Collected data

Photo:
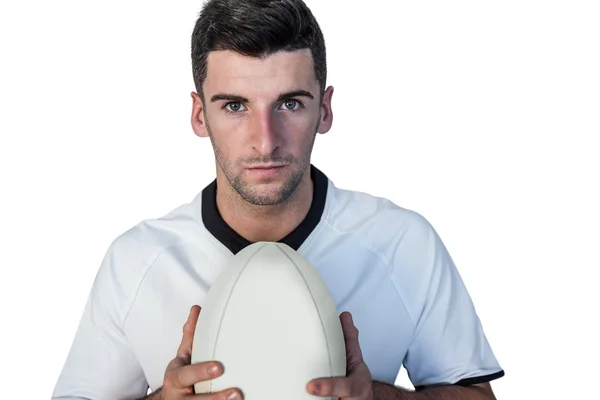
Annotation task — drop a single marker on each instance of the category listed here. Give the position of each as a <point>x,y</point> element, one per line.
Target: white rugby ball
<point>270,320</point>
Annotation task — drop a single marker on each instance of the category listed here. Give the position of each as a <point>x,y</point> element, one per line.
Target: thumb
<point>353,351</point>
<point>185,347</point>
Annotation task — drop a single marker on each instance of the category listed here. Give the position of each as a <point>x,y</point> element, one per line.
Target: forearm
<point>384,391</point>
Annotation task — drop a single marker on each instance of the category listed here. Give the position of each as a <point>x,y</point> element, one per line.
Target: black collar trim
<point>216,225</point>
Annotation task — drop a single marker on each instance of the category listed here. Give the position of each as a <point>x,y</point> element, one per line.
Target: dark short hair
<point>256,28</point>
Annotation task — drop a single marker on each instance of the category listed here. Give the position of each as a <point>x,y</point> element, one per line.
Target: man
<point>260,71</point>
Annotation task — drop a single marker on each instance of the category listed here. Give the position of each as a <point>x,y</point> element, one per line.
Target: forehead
<point>231,72</point>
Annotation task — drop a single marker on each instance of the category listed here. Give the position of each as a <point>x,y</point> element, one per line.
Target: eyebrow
<point>240,99</point>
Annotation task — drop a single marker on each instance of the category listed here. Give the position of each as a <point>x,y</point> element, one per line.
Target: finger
<point>341,387</point>
<point>353,351</point>
<point>227,394</point>
<point>185,347</point>
<point>188,375</point>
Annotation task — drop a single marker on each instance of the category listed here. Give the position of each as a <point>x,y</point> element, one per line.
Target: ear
<point>326,112</point>
<point>198,122</point>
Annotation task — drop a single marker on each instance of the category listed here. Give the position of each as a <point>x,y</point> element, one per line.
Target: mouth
<point>267,170</point>
<point>267,166</point>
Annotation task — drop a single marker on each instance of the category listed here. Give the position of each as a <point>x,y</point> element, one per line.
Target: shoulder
<point>391,231</point>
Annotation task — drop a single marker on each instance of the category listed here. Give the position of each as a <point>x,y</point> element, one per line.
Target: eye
<point>234,107</point>
<point>291,105</point>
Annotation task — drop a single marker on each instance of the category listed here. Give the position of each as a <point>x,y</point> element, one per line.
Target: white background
<point>484,117</point>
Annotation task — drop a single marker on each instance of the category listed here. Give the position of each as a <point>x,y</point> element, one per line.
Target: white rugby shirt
<point>383,263</point>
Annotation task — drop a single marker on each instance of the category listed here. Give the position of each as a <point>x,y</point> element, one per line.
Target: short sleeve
<point>449,345</point>
<point>101,364</point>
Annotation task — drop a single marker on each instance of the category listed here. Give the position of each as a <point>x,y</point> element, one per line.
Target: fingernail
<point>316,388</point>
<point>233,396</point>
<point>213,370</point>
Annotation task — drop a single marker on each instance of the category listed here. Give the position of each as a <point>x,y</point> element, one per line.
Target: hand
<point>357,384</point>
<point>180,376</point>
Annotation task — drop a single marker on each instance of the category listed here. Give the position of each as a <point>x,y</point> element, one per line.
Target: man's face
<point>262,117</point>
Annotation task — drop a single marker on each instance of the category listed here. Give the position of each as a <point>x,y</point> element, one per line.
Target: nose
<point>265,137</point>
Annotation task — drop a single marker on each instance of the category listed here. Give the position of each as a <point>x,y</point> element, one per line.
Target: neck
<point>264,223</point>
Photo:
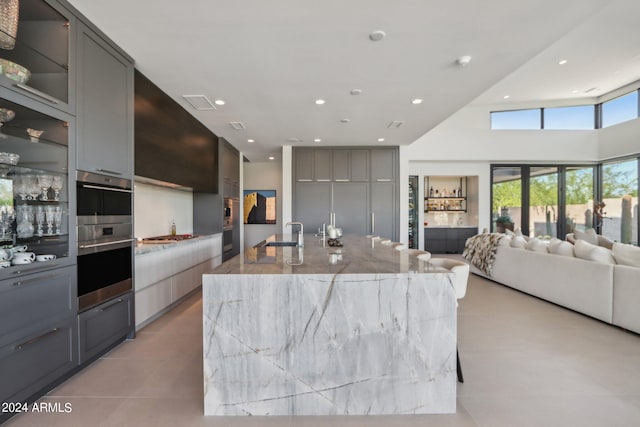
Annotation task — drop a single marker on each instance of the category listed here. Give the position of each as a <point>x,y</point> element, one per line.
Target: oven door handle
<point>97,245</point>
<point>99,187</point>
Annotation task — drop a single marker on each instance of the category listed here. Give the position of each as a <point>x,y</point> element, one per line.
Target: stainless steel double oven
<point>105,238</point>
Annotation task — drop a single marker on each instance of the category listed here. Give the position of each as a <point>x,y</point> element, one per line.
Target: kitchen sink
<point>281,243</point>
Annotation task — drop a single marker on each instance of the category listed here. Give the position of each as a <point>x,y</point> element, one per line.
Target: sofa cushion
<point>590,252</point>
<point>536,245</point>
<point>588,235</point>
<point>559,247</point>
<point>626,254</point>
<point>518,242</point>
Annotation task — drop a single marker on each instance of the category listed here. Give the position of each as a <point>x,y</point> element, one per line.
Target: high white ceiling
<point>270,60</point>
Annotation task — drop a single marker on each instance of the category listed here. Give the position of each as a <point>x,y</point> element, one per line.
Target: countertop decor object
<point>359,330</point>
<point>9,12</point>
<point>15,71</point>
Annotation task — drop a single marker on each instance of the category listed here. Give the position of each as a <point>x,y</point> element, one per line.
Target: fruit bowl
<point>14,71</point>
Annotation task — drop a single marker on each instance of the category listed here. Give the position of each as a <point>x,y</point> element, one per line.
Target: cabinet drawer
<point>36,360</point>
<point>104,325</point>
<point>31,301</point>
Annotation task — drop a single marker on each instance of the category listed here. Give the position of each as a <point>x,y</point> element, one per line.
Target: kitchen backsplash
<point>156,207</point>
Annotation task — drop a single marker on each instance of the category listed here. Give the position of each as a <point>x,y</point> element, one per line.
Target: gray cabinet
<point>38,331</point>
<point>105,325</point>
<point>105,107</point>
<point>383,165</point>
<point>341,181</point>
<point>312,204</point>
<point>350,205</point>
<point>383,209</point>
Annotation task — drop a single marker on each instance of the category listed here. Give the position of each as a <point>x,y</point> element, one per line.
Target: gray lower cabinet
<point>38,332</point>
<point>350,202</point>
<point>105,325</point>
<point>447,240</point>
<point>105,107</point>
<point>383,209</point>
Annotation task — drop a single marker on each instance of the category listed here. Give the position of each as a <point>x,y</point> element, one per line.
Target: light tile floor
<point>526,362</point>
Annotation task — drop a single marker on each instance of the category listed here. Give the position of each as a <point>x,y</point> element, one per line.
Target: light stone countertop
<point>359,255</point>
<point>147,248</point>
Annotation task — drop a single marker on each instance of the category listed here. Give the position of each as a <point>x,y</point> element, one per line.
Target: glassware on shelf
<point>50,215</point>
<point>57,215</point>
<point>25,221</point>
<point>56,185</point>
<point>45,182</point>
<point>7,216</point>
<point>39,220</point>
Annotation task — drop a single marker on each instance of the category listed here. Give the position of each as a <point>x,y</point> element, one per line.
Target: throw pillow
<point>518,242</point>
<point>558,247</point>
<point>536,245</point>
<point>586,250</point>
<point>588,236</point>
<point>626,254</point>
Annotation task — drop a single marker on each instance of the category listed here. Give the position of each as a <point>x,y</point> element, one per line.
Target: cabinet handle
<point>373,222</point>
<point>35,279</point>
<point>109,171</point>
<point>37,93</point>
<point>112,305</point>
<point>36,339</point>
<point>31,270</point>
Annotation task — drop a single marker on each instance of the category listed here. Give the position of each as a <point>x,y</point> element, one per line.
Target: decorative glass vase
<point>8,23</point>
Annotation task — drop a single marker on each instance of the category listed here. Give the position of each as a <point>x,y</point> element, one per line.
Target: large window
<point>543,202</point>
<point>516,119</point>
<point>620,109</point>
<point>579,117</point>
<point>619,217</point>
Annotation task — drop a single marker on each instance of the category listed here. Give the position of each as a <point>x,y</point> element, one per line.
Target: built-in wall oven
<point>105,238</point>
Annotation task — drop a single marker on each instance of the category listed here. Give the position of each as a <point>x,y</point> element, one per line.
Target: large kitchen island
<point>320,330</point>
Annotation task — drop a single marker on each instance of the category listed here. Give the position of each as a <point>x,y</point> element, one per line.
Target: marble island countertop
<point>358,254</point>
<point>351,330</point>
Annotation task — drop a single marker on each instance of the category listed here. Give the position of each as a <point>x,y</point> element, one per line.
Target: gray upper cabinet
<point>105,107</point>
<point>303,161</point>
<point>322,165</point>
<point>359,160</point>
<point>44,45</point>
<point>341,165</point>
<point>383,165</point>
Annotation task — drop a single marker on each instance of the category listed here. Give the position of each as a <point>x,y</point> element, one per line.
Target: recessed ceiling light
<point>377,35</point>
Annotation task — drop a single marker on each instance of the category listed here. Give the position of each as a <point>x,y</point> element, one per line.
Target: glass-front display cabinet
<point>34,51</point>
<point>34,202</point>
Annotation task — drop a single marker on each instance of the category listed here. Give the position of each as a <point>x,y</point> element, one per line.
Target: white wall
<point>263,176</point>
<point>155,207</point>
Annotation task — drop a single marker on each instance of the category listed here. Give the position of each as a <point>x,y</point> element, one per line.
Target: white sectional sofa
<point>605,291</point>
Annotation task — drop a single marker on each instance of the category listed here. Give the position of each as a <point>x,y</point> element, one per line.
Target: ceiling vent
<point>199,102</point>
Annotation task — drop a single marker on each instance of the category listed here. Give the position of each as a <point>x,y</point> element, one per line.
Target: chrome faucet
<point>300,233</point>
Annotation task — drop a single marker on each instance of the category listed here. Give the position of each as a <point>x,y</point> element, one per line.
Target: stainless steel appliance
<point>105,238</point>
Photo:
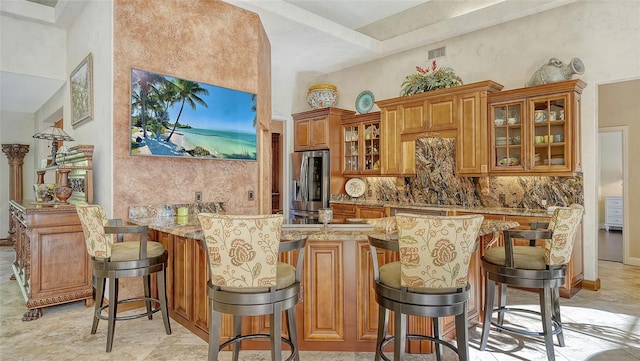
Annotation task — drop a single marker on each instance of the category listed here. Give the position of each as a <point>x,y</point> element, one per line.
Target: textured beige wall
<point>206,41</point>
<point>618,106</point>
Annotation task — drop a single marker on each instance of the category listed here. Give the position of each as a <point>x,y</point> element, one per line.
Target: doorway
<point>611,150</point>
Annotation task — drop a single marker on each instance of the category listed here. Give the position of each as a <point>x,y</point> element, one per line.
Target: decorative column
<point>15,153</point>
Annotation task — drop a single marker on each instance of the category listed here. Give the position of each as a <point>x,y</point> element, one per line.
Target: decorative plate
<point>364,102</point>
<point>355,187</point>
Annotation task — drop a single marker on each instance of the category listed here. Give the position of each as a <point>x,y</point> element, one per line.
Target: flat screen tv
<point>173,117</point>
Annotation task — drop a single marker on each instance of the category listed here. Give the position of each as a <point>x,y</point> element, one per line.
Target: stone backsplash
<point>435,183</point>
<point>171,210</point>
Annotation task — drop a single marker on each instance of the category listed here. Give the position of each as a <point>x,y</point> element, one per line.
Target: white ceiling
<point>311,36</point>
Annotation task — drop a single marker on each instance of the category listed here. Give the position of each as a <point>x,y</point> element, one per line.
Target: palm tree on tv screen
<point>146,83</point>
<point>187,92</point>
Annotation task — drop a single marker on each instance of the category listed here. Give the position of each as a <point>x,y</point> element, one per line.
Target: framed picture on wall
<point>81,81</point>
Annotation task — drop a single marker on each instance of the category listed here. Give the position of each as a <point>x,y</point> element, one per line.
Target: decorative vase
<point>322,96</point>
<point>62,190</point>
<point>555,70</point>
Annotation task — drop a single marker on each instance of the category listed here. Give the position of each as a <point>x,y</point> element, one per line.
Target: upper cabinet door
<point>545,120</point>
<point>361,151</point>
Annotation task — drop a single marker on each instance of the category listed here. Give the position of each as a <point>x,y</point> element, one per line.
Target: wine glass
<point>324,216</point>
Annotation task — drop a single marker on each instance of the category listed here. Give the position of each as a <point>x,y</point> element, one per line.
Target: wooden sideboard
<point>52,264</point>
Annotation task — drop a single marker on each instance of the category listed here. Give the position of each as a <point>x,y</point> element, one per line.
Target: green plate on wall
<point>364,102</point>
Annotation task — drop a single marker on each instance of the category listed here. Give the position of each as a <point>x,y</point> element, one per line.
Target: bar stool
<point>246,278</point>
<point>114,260</point>
<point>534,267</point>
<point>431,278</point>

Task objective: Can you convert the listing above, from its first line up to and including the line with "<point>240,99</point>", into a JSON list of strings, one string per line and blank lines omitted? Leave the pictures out of the result.

Reply to the task:
[
  "Photo:",
  "Annotation task — drop a single marker on each instance of the category listed here. Give the position of each as a <point>x,y</point> element, one per line.",
  "Target: white rugby ball",
  "<point>270,320</point>",
  "Annotation task — drop a single marker on each instance of the category listed here. Give the position of each as a <point>x,y</point> element, one per line.",
  "Target: thumb",
  "<point>353,351</point>",
  "<point>185,347</point>",
  "Annotation task — drop a single marker on each instance of the category listed here. Give the position of each as a <point>x,y</point> element, one per line.",
  "Target: forearm",
  "<point>384,391</point>",
  "Annotation task — drop a single marker on each instance of the category listed here. Give the position of each as a <point>x,y</point> element, one per line.",
  "Target: black collar trim",
  "<point>216,225</point>",
  "Annotation task — drop a single marker on each instance of the category listed here. Give the position of each as a <point>x,y</point> element, one per line.",
  "Target: dark short hair",
  "<point>256,28</point>",
  "Annotation task — drop a single marker on each instance of the category listed here. Give the position of each as a <point>x,y</point> element, one per line.",
  "Target: man",
  "<point>260,71</point>",
  "Annotation task — drop a single marker on each instance of the category listed here. Give the position of each as a <point>x,y</point> element, one per line.",
  "Target: forehead",
  "<point>231,72</point>",
  "Annotation task — drop a single marker on each instance of the category listed here. Give the position of each as a <point>x,y</point> element, one per line.",
  "Target: eyebrow",
  "<point>240,99</point>"
]